▶ [To be done] Repeat every line of the material below word for word, keeping the original order.
# Start of Data extract
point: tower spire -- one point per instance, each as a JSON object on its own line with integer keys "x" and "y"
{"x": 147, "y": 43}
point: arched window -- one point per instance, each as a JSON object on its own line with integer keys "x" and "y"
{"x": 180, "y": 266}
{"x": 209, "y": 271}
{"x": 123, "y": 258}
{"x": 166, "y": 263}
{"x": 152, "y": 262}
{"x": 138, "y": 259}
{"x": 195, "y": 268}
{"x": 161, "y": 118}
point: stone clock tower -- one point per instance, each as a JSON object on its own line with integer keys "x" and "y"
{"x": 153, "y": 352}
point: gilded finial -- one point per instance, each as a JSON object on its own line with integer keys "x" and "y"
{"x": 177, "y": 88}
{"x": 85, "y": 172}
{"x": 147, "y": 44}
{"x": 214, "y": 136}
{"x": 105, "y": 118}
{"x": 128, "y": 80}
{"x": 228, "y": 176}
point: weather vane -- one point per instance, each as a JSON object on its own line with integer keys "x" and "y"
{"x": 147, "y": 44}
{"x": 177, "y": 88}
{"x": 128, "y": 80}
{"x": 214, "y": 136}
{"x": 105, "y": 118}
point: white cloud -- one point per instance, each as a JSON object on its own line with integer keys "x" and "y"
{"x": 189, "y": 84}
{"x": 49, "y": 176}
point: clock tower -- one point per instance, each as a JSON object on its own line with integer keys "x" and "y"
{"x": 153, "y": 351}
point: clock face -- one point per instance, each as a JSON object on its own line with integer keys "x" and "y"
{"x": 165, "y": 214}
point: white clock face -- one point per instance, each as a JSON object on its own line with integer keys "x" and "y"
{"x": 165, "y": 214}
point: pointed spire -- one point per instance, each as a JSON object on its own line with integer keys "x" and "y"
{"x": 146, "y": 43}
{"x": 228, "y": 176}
# End of Data extract
▶ [Full answer]
point: tower spire -- one point per instance, each as a JSON object on its own line with integer keys "x" and "y"
{"x": 147, "y": 43}
point: arched window -- one point per instance, each as a JSON object on its own line with integer keys "x" and "y"
{"x": 180, "y": 266}
{"x": 209, "y": 271}
{"x": 123, "y": 258}
{"x": 166, "y": 263}
{"x": 152, "y": 262}
{"x": 138, "y": 259}
{"x": 195, "y": 268}
{"x": 161, "y": 118}
point: stone clock tower -- one point per instance, each as a JSON object on its own line with integer keys "x" and "y"
{"x": 153, "y": 352}
point: gilded finial -- one point per instance, each as a JSON object on its own line with integer keys "x" and "y"
{"x": 177, "y": 88}
{"x": 85, "y": 172}
{"x": 147, "y": 44}
{"x": 214, "y": 136}
{"x": 105, "y": 118}
{"x": 128, "y": 80}
{"x": 228, "y": 176}
point: weather vane -- one point per instance, each as a JSON object on its own line with integer keys "x" and "y"
{"x": 147, "y": 44}
{"x": 177, "y": 88}
{"x": 128, "y": 80}
{"x": 214, "y": 136}
{"x": 105, "y": 118}
point: white cloud -- one point per instance, each as a JSON object on its own line with integer keys "x" and "y"
{"x": 189, "y": 84}
{"x": 49, "y": 176}
point: clock tower -- one point per instance, each as a JSON object on its own line with integer keys "x" and "y"
{"x": 153, "y": 351}
point: clock face -- one point per instance, each as a JSON object on its own line with integer keys "x" and "y"
{"x": 165, "y": 214}
point: white clock face -- one point per instance, each as a JSON object on its own line with integer keys "x" and "y"
{"x": 165, "y": 214}
point: pointed spire -- one point per instance, each as a JSON object on its own line with integer keys "x" and "y"
{"x": 146, "y": 43}
{"x": 228, "y": 176}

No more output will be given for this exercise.